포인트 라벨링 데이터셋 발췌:
::::

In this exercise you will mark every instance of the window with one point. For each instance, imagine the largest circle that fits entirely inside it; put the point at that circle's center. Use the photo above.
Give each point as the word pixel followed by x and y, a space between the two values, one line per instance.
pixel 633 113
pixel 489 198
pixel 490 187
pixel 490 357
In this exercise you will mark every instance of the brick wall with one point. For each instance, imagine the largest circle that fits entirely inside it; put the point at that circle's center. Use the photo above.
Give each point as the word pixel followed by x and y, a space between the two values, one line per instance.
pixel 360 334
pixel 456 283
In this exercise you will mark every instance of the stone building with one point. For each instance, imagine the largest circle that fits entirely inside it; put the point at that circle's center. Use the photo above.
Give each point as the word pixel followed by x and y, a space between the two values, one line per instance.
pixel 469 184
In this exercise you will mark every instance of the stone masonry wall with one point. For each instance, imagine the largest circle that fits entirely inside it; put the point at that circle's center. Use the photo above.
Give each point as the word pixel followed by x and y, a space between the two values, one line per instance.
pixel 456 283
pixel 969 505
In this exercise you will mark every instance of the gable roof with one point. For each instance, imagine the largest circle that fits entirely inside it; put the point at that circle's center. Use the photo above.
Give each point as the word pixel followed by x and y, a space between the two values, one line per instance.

::::

과제 지시:
위 레코드에서 "In this exercise you will mark every instance of the brick"이 들어 있는 줄과 "pixel 469 184"가 들어 있는 줄 사이의 줄을 양 끝 줄까지 포함해 원문 그대로 출력하시오.

과제 출력:
In this exercise you will mark every instance of the brick wall with one point. For each instance, imagine the largest circle that fits entirely inside it; put the point at that circle's center. Use the photo above.
Give each point as the word pixel followed by x and y, a space between the two values, one line per instance.
pixel 360 334
pixel 456 283
In this exercise you will mark every instance of the stone building with one point. For each instance, imagine the largest circle that fits entirely inside it; put the point at that circle's center. Use the photo above.
Give each point as the word pixel followed by x and y, a space between the two values, one line per instance.
pixel 469 184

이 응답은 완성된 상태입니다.